How Competitor Prices Affect Conversion Rates and User Behavior
Does competition affect sales? If you think ’no’, perhaps you’ve never been through a bustling market on a busy day :)
Some questions, however, don’t have easy answers. For example:
- Why is there an increase in the CPA in already existing display advertising campaigns for a particular product category, e.g., smartphones? What if prices on the website don’t reflect current market conditions?
- Which products to choose for an email promo campaign? What prices for most popular products do shoppers consider the best value?
- Why did sales go down? What is the reason: prices not reflecting the market, or a decrease in website traffic? How does the deviation from the market price affect the number of product views?
- What price to put in order to achieve strategic sales objectives? What does the price elasticity curve look like in this particular product category?
These questions can only be answered by comparing your prices to the prices of your competitors and having the complete data about customer behavior. In this article, we address the advantages of monitoring your market competition, and explore how you can start tracking competitors’ prices. We will also take a close look at a few reports, providing useful information for your business.
According to PwC, 60% of customers choose a particular store because they believe it offers reasonable prices. Not low. Reasonable. This suggests that pricing strategy affects not only the store’s revenue, but also customer loyalty.
To understand how competitors’ prices affect conversion rates and user behavior on your website, you need to analyze the following data:
- Customer touchpoints on the website (channels, sessions).
- Competitors’ prices (price, time, promo, availability).
- Transactions from the CRM (orders, margins, product catalog).
In order to ensure the reliability of analysis, it’s important not only to collect the data, but also to piece it together in one system. To do that, we used the following services:
- Google BigQuery — to store large amounts of data.
- OWOX BI Pipeline — to send user behavior data from Google Analytics to Google
- Competera Competitive Data — to collect data about competitors’ prices.
Now let’s explore, step by step, how you can obtain the necessary information and how to use it.
1. Collect data in Google BigQuery
The first thing you need to do is to collect statistics about product card views. For this purpose, you need to implement the Universal Analytics Enhanced Ecommerce plugin on your website. For more information on how to do this, read our blogpost.
Next, set up competitive price monitoring using Competera. Specify the scanning frequency and upload the list of products you want to monitor. We recommend that you set the scanning frequency to “every day”, in order to ensure the maximum reliability of the data.
We recommend that you use Google BigQuery to store and process the data. Google BigQuery is a secure service with simple pricing and high processing speed. In addition, it has integrations and ready-made libraries for uploading data from various CRM systems (this will be useful if you’re collecting information about your competitors yourself). Another advantage Google BigQuery has over other services is its scalability — you can upload any amount of data you need.
User behavior data from Google Analytics can be sent to Google BigQuery using OWOX BI Pipeline. With OWOX BI Pipeline, you can:
- Export raw non-aggregated data. This enables better data-driven decisions based on the more complete data.
- Access data in real time. This gives a huge advantage, as it’s important to know what prices were there on your competitors’ websites at the very moment a user was viewing your website’s product card and making a purchase decision.
- Collect unsampled data down to a hit. This helps obtain full information about the behavior of your website visitors, as even small websites often generate more than 50,000 rows per day.

──────────────────────────────

▶ _PROMPT_: Pick up the article on competitor prices and conversion rates after its last sentence and keep writing it. The data below comes from a different source than the article.

──────────────────────────────

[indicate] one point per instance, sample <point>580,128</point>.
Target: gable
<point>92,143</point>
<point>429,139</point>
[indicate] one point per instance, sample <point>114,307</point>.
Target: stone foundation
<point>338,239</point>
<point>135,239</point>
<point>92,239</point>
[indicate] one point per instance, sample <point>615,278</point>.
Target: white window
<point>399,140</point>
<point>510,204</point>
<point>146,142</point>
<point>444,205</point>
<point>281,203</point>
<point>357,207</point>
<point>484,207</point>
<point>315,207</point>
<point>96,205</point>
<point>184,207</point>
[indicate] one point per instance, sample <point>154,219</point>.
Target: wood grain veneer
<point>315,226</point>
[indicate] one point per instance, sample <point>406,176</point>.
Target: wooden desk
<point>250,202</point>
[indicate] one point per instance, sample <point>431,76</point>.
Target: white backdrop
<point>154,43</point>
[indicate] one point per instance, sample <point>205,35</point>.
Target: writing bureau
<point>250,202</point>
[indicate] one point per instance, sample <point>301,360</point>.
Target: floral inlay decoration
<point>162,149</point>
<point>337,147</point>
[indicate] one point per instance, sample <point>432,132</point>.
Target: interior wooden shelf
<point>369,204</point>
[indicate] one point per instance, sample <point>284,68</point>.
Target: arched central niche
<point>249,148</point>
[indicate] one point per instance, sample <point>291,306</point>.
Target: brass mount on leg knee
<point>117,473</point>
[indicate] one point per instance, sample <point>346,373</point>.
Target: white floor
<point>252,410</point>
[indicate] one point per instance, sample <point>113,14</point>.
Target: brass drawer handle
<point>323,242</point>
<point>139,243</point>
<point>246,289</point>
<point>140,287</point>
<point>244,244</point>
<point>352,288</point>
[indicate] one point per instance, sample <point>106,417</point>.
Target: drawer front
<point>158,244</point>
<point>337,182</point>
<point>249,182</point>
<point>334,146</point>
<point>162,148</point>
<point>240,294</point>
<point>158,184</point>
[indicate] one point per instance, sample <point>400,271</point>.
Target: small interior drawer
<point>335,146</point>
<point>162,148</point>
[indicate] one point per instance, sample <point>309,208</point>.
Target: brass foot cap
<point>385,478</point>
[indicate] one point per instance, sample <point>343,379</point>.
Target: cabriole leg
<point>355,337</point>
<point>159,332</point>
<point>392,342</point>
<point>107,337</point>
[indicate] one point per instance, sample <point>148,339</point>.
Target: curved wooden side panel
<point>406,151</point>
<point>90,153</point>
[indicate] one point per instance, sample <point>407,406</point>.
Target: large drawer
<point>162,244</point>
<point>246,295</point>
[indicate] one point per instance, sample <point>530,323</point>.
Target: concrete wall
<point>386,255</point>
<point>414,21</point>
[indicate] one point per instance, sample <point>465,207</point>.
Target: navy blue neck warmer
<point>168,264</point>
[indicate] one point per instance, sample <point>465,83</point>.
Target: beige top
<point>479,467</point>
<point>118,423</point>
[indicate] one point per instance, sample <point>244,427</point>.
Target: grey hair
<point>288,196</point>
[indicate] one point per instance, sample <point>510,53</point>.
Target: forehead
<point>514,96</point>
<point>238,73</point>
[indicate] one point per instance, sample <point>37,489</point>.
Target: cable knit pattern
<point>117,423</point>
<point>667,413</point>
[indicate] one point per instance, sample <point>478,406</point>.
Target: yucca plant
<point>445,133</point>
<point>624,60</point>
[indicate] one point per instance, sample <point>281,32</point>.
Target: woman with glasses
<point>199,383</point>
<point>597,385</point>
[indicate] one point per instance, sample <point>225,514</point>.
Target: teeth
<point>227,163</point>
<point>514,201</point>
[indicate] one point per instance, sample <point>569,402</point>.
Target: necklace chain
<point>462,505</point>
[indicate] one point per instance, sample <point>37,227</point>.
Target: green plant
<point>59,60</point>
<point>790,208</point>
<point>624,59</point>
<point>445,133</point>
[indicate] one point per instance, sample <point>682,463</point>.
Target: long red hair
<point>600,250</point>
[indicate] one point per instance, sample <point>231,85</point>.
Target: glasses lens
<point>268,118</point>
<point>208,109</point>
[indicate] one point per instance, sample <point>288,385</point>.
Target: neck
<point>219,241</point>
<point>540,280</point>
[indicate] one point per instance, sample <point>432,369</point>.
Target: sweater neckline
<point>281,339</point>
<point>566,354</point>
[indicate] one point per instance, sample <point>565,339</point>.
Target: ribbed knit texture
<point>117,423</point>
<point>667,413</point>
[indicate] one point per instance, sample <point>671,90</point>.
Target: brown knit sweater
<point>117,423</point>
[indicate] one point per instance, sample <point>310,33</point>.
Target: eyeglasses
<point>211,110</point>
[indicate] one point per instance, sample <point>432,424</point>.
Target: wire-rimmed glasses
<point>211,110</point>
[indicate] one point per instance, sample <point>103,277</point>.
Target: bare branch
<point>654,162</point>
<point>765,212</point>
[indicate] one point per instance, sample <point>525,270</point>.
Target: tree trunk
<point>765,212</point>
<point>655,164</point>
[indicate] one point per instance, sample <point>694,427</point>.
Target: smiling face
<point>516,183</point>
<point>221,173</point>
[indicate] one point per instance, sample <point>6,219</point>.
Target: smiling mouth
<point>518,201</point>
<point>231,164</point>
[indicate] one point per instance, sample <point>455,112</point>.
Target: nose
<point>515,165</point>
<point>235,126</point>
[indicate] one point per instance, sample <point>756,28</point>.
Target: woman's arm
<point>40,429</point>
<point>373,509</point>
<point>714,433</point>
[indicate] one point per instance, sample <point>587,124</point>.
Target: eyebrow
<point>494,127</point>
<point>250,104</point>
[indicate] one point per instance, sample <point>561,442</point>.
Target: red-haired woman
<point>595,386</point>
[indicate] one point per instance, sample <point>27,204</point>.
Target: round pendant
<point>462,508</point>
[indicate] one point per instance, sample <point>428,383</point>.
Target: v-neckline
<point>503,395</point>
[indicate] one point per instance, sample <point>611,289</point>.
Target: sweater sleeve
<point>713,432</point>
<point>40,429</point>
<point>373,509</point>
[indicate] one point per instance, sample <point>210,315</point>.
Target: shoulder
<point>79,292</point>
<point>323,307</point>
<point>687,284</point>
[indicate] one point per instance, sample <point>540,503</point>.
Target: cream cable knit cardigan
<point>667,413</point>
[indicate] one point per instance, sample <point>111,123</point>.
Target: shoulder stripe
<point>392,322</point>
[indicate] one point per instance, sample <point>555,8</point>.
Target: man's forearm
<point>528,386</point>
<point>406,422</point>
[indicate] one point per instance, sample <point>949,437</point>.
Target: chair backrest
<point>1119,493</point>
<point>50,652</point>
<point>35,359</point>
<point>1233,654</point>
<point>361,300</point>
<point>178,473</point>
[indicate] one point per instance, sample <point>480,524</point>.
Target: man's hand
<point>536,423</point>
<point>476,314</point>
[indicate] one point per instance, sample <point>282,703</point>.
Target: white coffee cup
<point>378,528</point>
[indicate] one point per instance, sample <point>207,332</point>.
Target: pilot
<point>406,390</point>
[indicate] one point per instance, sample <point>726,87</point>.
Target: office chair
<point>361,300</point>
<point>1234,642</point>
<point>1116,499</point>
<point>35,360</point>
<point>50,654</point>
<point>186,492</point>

──────────────────────────────

▶ _REPLY TO THE TASK_:
More information about OWOX BI Pipeline, in comparison with Google BigQuery Export for Analytics 360, can be found in our blogpost.
The data about competitors’ prices can be imported from Competera to Google BigQuery with the readily available OWOX BI Pipeline integration. Visit our Help Center for detailed information on the data structure and setting up the pipeline.
In general, you can use any other price monitoring software to collect data about prices. The main thing is to adhere to the minimally required data structure:
||RECORD||NULLABLE||Product data from your website|
||STRING||NULLABLE||Product ID on the website|
||RECORD||NULLABLE||Data about competitors|
||STRING||NULLABLE||Name of the competitor|
||RECORD||NULLABLE||Scan data for the competitor's website|
||TIMESTAMP||NULLABLE||Scan time on the competitor's website|
The data about transactions, margins, and the product catalog, can be uploaded from the CRM into Google BigQuery using any of the client libraries.
2. Merge data from different tables
Now as data is collected in Google BigQuery, product card views and competitor prices still are stored in different tables. It’s necessary to put this data together, which can be easily done by using JOIN clauses.
The data structure for reports should look like the following:
||TIMESTAMP||Product view date|
||STRING||Unique ID of the user (Google Analytics)|
||STRING||Product ID on the website|
||FLOAT||Product price on the website at the time of viewing|
||TIMESTAMP||Product card view time|
||FLOAT||Revenue by product|
||INTEGER||Number of purchases|
||FLOAT||Product price on the competitor's website|
||TIMESTAMP||Scan time on the competitor's website|
||STRING||Name of the competitor|
This table can be complemented with other data, depending on your hypothesis and what you want to test.
3. Process the data and build reports
After you’ve collected all the necessary data, you can process it in Google BigQuery with SQL queries and then send the results to Google Sheets using the OWOX BigQuery Reports Addon. Let’s take a closer look at two reports you can get as a result.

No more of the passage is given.